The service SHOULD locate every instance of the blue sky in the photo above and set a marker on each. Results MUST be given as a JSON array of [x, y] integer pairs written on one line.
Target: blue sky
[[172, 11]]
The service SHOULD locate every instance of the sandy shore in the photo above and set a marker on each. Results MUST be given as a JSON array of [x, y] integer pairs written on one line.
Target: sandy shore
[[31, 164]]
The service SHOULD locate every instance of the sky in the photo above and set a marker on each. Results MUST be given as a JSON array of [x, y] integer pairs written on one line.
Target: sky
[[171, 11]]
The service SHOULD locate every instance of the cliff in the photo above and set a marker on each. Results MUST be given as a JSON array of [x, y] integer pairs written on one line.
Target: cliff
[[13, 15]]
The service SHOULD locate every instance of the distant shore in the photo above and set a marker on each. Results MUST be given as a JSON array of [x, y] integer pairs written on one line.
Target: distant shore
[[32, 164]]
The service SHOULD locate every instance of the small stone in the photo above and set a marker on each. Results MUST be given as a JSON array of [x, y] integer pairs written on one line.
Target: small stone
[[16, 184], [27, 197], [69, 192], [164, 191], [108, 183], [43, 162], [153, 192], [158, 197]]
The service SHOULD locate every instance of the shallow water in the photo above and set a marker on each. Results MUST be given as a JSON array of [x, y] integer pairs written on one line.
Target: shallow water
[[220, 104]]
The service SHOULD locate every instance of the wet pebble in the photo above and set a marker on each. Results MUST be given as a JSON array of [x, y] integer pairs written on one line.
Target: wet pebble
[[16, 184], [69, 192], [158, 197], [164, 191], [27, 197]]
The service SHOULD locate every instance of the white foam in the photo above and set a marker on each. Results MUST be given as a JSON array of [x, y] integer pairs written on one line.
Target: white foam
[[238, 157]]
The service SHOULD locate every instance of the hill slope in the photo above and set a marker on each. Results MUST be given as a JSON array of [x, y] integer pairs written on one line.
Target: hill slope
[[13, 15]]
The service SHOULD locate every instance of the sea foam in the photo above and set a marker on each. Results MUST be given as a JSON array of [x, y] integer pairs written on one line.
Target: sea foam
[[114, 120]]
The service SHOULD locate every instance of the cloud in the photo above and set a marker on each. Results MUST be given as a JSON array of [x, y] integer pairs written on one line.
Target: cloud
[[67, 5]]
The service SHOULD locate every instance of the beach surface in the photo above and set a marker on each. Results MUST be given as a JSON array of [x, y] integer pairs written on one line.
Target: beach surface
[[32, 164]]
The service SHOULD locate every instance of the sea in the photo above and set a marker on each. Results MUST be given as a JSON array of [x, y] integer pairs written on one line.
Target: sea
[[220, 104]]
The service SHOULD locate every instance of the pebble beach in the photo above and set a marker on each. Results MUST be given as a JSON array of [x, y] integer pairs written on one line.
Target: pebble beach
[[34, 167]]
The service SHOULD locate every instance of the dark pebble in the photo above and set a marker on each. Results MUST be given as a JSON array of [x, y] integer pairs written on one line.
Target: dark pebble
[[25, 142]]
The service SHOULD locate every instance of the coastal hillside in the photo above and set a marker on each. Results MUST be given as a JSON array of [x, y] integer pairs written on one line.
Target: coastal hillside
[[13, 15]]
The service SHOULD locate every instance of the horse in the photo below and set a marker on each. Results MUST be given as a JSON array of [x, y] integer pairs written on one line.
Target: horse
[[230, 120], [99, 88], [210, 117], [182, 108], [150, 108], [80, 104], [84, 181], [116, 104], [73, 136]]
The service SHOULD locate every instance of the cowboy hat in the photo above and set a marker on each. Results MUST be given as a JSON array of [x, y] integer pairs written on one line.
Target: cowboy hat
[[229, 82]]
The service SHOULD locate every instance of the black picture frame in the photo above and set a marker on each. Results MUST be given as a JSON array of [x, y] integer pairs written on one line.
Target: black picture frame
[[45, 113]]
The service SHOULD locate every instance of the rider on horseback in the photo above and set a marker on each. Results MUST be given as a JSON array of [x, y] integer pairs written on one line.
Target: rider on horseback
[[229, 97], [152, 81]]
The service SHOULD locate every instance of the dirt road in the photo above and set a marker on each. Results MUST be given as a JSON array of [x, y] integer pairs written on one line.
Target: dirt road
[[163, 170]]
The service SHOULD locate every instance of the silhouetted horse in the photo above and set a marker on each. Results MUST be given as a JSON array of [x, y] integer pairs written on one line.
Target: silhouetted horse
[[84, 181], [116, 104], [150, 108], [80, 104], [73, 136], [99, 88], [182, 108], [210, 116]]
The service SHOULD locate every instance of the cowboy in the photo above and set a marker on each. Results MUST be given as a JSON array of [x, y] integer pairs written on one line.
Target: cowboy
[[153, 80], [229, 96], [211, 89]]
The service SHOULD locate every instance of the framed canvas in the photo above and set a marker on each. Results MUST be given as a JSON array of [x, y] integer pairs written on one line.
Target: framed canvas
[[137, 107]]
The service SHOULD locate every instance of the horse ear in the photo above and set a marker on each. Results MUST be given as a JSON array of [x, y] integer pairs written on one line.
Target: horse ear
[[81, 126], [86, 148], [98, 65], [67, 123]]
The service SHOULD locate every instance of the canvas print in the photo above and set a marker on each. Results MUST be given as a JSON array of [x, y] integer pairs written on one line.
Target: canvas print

- Exercise directions: Would you repeat each of the lines above exactly?

- The completed task:
The service SHOULD locate every instance of the blue sky in the photo above and set a marker on each. Results MUST be given as a JSON array of [x, y] integer pairs written on one line.
Target: blue sky
[[172, 11]]
The service SHOULD locate every instance of the sandy shore in the photo above and set a marker on each. Results MUST be given as a JSON array of [x, y] integer pairs written on one line.
Target: sandy shore
[[31, 164]]
The service SHOULD locate every instance of the sky in the photo above and set a marker on each. Results MUST be given as a JSON array of [x, y] integer pairs written on one line.
Target: sky
[[171, 11]]
The service SHOULD locate every instance of the cliff in the photo above and set a marker on each. Results MUST be given as a JSON array of [x, y] integer pairs written on one line.
Target: cliff
[[13, 15]]
The service SHOULD locate every instance of the distant shore in the photo above and set a marker on each. Results MUST be given as a JSON array of [x, y] integer pairs written on one line.
Target: distant shore
[[32, 164]]
The service SHOULD locate every instance of the small stone in the photo above and set a marker on each. Results MUST be given as a JSON array of [x, y] integer pairs written on one line.
Target: small stone
[[16, 184], [27, 197], [69, 192], [164, 191], [108, 183], [43, 162], [153, 192], [158, 197]]
The service SHOULD locate every instance of the shallow water in the photo above and set a marker on each. Results MUST be given as a JSON array of [x, y] integer pairs written on one line.
Target: shallow water
[[220, 104]]
The service SHOULD locate every instance of the wet pebble in the photo above and set a marker on each. Results MUST be given as a JSON array of [x, y] integer pairs written on one line.
Target: wet pebble
[[16, 184], [69, 192], [158, 197], [164, 191], [27, 197]]
The service SHOULD locate every instance of the white foam in the photo above and set a marker on each. Results MUST be given as a JSON array of [x, y] integer pairs written on one line.
Target: white foam
[[238, 157]]
The service SHOULD locate every instance of the hill slope in the photo above and set a marker on each. Results MUST be given as a JSON array of [x, y] integer pairs written on one line.
Target: hill slope
[[13, 15]]
The service SHOULD locate every instance of the sea foam in the photo above and set a marker on each. Results MUST be given as a JSON array of [x, y] integer pairs written on one line.
Target: sea foam
[[114, 120]]
The service SHOULD locate every instance of the cloud in the photo above and set a marker on each. Results MUST be given as a JSON array of [x, y] integer pairs written on one line.
Target: cloud
[[67, 5]]
The service SHOULD locate every instance of the beach surface in the photo above and set a marker on each. Results MUST be given as a JSON array of [x, y] integer pairs written on one line.
Target: beach surface
[[32, 164]]
The service SHOULD locate every instance of the sea in the photo above and set a marker on each. Results MUST be given as a JSON array of [x, y] integer pairs written on one line.
Target: sea
[[220, 104]]
The service SHOULD locate every instance of the pebble beach in the photo above and set a marker on each. Results MUST be given as a JSON array of [x, y] integer pairs written on one line.
Target: pebble beach
[[34, 167]]
The service SHOULD locate every instance of the dark pebble in the photo above and set a marker on each. Results MUST be given as a JSON array of [x, y] integer pairs written on one line.
Target: dark pebble
[[25, 142]]
The service SHOULD locate every instance of the coastal hillside in the photo above and set a marker on each. Results MUST be given as a JSON array of [x, y] integer pairs written on one line.
Target: coastal hillside
[[13, 15]]
The service SHOULD locate every instance of the horse in the photo below and set a marker on each. Results MUST be given as a JSON array of [x, y] integer pairs written on one line.
Target: horse
[[230, 120], [99, 88], [210, 117], [182, 108], [150, 108], [80, 104], [84, 181], [116, 104], [73, 136]]
The service SHOULD locate every instance of the cowboy hat in the photo above and set a marker on each. Results MUST be given as a JSON array of [x, y] integer pairs written on one line.
Target: cowboy hat
[[229, 82]]
The service SHOULD locate every instance of the black picture frame in the photo above and set a marker on each. Results MUST be given as a JSON array of [x, y] integer pairs written on one line.
Target: black picture frame
[[45, 113]]
The service SHOULD locate every instance of the rider on horseback in the photo above and set a marker on each. Results MUST be given as a JSON array of [x, y] integer pairs written on one line.
Target: rider on horseback
[[229, 97], [152, 81]]
The service SHOULD locate every instance of the dirt road in the photo above and set a marker on each. Results MUST be given as a JSON array of [x, y] integer pairs written on one line.
Target: dirt road
[[163, 170]]
The service SHOULD locate every instance of the silhouetted horse in the photo above and set a marker on each. Results MUST be given as a JSON array of [x, y] integer pairs written on one line.
Target: silhouetted horse
[[84, 181], [116, 104], [150, 108], [80, 104], [73, 136], [99, 88], [182, 108], [210, 116]]
The service SHOULD locate every instance of the cowboy in the photo above and set a marker on each. Results MUST be given as a JSON array of [x, y] integer pairs written on one line.
Target: cowboy
[[153, 80], [229, 96], [211, 89]]
The service SHOULD locate every instance of the framed canvas in the photo above and set a marker on each. Results MUST be given as a JSON array of [x, y] integer pairs written on one line.
Target: framed canvas
[[137, 107]]
The service SHOULD locate every instance of the horse ear in the photo above and set a marker on each. Results MUST be given as a JSON array of [x, y] integer pairs written on one line.
Target: horse ear
[[81, 126], [86, 148], [98, 65], [67, 123]]
The service SHOULD locate every instance of the canvas print in the photo above and set a marker on each. Results MUST be given as a JSON array of [x, y] integer pairs written on one line.
Target: canvas print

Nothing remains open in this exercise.